• Exercise:
I would like each line of the data that holds the word "person" copied out.

• Input records:

☆ ☆ ☆ ☆ ☆

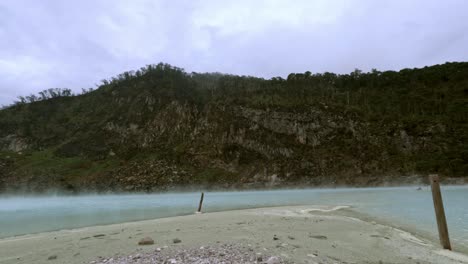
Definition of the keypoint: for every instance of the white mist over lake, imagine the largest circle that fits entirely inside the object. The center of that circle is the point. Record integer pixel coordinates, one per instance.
(404, 206)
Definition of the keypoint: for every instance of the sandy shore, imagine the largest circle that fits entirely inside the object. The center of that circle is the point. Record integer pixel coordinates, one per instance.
(302, 234)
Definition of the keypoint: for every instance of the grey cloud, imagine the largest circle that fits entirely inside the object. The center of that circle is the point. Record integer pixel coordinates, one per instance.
(75, 44)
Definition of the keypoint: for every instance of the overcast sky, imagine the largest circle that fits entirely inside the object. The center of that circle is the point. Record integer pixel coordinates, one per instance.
(75, 44)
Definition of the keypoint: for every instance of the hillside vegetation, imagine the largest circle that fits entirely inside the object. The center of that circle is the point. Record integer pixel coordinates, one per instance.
(160, 127)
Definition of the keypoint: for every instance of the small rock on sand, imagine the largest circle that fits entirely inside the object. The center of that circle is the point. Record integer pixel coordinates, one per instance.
(146, 241)
(319, 237)
(273, 260)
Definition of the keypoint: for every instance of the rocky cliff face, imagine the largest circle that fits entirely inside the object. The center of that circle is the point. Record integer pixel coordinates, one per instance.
(131, 139)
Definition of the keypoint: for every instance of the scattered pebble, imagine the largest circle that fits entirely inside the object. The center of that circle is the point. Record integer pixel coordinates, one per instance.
(218, 254)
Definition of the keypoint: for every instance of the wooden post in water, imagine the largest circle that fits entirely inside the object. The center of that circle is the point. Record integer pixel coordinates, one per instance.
(439, 210)
(201, 203)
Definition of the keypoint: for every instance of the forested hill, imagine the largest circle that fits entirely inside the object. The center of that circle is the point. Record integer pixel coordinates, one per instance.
(161, 127)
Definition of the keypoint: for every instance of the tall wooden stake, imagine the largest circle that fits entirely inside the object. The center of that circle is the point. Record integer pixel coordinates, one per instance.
(439, 210)
(201, 202)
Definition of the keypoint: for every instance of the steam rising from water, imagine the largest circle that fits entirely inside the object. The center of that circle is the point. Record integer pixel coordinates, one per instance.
(404, 206)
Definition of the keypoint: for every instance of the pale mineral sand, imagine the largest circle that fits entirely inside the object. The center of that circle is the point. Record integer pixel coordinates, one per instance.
(306, 234)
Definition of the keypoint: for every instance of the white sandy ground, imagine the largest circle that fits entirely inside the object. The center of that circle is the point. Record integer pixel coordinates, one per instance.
(306, 234)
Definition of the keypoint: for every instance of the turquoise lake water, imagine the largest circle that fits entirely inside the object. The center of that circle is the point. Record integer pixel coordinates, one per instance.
(403, 206)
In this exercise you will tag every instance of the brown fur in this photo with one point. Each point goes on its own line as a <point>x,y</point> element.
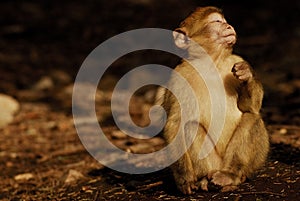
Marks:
<point>243,145</point>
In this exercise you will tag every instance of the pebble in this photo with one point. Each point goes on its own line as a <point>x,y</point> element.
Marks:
<point>8,107</point>
<point>25,176</point>
<point>73,176</point>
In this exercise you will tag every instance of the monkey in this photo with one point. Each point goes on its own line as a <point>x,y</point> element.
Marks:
<point>243,146</point>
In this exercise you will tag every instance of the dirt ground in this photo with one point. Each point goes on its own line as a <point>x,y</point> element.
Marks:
<point>43,44</point>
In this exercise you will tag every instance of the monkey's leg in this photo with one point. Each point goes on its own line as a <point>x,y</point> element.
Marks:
<point>245,153</point>
<point>202,167</point>
<point>189,168</point>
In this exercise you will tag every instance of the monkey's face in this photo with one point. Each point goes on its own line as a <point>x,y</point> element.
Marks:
<point>209,31</point>
<point>217,30</point>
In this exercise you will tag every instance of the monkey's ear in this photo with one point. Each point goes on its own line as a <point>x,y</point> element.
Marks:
<point>181,39</point>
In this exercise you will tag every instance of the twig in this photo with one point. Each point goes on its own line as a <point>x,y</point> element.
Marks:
<point>148,186</point>
<point>264,192</point>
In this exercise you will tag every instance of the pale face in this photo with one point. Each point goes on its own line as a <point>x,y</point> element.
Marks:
<point>220,30</point>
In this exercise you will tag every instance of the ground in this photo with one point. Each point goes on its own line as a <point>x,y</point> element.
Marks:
<point>43,46</point>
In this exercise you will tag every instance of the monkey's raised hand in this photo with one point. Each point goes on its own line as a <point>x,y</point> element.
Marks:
<point>242,71</point>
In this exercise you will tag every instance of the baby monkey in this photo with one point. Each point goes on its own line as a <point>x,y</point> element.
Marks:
<point>244,143</point>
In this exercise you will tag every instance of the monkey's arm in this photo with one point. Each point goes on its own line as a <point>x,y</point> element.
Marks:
<point>250,91</point>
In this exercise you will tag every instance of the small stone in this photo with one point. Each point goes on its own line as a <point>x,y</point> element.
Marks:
<point>118,135</point>
<point>8,107</point>
<point>25,176</point>
<point>45,83</point>
<point>73,176</point>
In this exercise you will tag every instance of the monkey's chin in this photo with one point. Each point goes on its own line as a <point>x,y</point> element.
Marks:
<point>230,39</point>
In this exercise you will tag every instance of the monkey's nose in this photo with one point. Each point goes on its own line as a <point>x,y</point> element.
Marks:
<point>229,26</point>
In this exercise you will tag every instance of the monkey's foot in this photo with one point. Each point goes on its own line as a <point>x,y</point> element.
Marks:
<point>187,186</point>
<point>203,184</point>
<point>227,181</point>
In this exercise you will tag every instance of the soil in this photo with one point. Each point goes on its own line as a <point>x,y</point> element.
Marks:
<point>43,44</point>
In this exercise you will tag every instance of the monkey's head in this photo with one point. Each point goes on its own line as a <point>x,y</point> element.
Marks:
<point>207,27</point>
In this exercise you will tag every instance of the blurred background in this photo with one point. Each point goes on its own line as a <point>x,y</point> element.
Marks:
<point>42,46</point>
<point>51,39</point>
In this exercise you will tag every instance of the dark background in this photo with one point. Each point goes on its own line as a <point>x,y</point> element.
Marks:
<point>39,36</point>
<point>49,40</point>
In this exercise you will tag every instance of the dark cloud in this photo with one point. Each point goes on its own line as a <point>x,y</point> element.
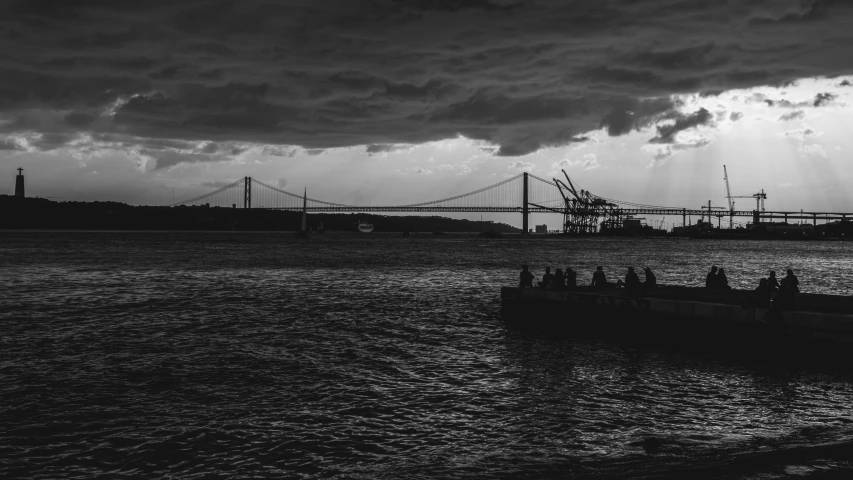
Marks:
<point>667,132</point>
<point>795,115</point>
<point>519,74</point>
<point>385,148</point>
<point>823,99</point>
<point>9,144</point>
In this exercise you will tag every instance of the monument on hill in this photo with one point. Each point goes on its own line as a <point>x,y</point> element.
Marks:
<point>19,183</point>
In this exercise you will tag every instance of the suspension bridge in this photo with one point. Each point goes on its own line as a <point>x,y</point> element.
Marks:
<point>525,193</point>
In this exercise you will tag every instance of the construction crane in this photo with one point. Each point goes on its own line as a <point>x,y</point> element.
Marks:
<point>729,198</point>
<point>759,197</point>
<point>710,209</point>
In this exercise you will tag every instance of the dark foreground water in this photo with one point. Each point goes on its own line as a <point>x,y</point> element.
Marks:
<point>197,355</point>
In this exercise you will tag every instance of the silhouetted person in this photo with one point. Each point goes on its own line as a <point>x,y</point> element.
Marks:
<point>558,282</point>
<point>547,278</point>
<point>762,293</point>
<point>772,282</point>
<point>571,278</point>
<point>711,278</point>
<point>722,279</point>
<point>598,278</point>
<point>526,278</point>
<point>793,281</point>
<point>632,281</point>
<point>651,280</point>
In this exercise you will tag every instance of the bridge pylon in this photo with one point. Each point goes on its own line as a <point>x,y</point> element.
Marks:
<point>247,192</point>
<point>525,208</point>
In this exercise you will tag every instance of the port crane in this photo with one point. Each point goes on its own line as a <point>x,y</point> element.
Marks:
<point>759,198</point>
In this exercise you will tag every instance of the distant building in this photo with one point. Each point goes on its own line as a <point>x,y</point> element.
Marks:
<point>19,184</point>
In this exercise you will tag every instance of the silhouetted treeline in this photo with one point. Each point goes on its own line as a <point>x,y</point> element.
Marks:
<point>40,213</point>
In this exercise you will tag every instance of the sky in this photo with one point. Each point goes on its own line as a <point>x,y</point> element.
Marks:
<point>402,101</point>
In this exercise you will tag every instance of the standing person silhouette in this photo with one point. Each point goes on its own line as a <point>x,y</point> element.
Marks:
<point>547,278</point>
<point>525,278</point>
<point>571,278</point>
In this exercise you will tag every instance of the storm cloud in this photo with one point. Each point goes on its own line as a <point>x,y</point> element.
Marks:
<point>521,75</point>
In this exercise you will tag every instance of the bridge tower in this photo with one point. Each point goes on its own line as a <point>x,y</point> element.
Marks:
<point>19,184</point>
<point>525,208</point>
<point>247,192</point>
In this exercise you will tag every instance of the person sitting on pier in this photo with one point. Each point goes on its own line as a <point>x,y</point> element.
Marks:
<point>571,278</point>
<point>547,278</point>
<point>762,293</point>
<point>526,278</point>
<point>772,283</point>
<point>722,279</point>
<point>632,281</point>
<point>558,282</point>
<point>598,278</point>
<point>651,280</point>
<point>711,278</point>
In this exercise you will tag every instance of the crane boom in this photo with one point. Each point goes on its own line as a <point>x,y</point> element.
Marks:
<point>729,197</point>
<point>728,190</point>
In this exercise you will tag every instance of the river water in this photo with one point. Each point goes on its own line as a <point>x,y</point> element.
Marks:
<point>266,355</point>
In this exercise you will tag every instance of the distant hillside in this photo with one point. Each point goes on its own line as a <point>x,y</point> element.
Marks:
<point>40,213</point>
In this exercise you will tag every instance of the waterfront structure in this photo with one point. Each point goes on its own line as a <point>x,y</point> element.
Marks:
<point>525,193</point>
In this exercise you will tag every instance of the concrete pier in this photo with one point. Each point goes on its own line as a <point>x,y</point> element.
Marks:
<point>819,319</point>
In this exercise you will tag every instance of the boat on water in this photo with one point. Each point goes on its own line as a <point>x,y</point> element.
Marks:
<point>365,227</point>
<point>679,315</point>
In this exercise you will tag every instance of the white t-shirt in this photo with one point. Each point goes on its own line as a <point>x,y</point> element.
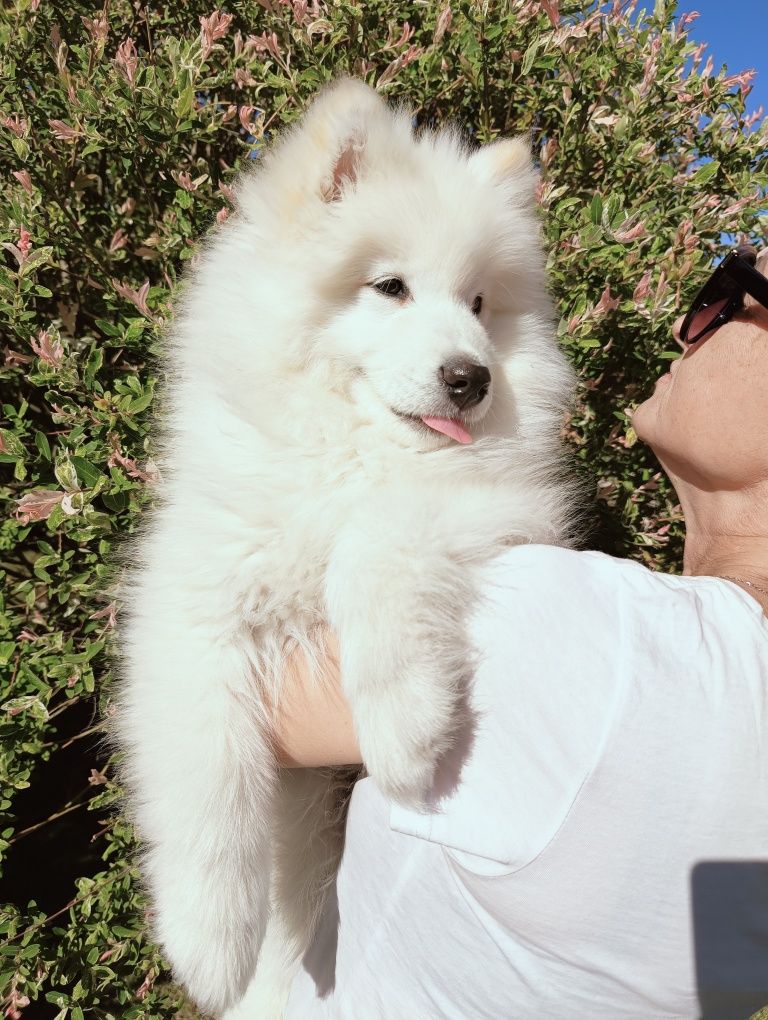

☆ ☆ ☆ ☆ ☆

• Answer to this task:
In this exercise you will tag every instance of the silhouetted person in this photo with one point. Each point goes on its own line as a <point>x,y</point> element.
In this exercise you will tag every instance of the standing person silhouette in this photo with one point. Each point goes on its own line as a <point>x,y</point> element.
In this exercise you will tag every instance of the person sitting on pier in this photo with one point. Each point goes on its own line as a <point>x,y</point> element.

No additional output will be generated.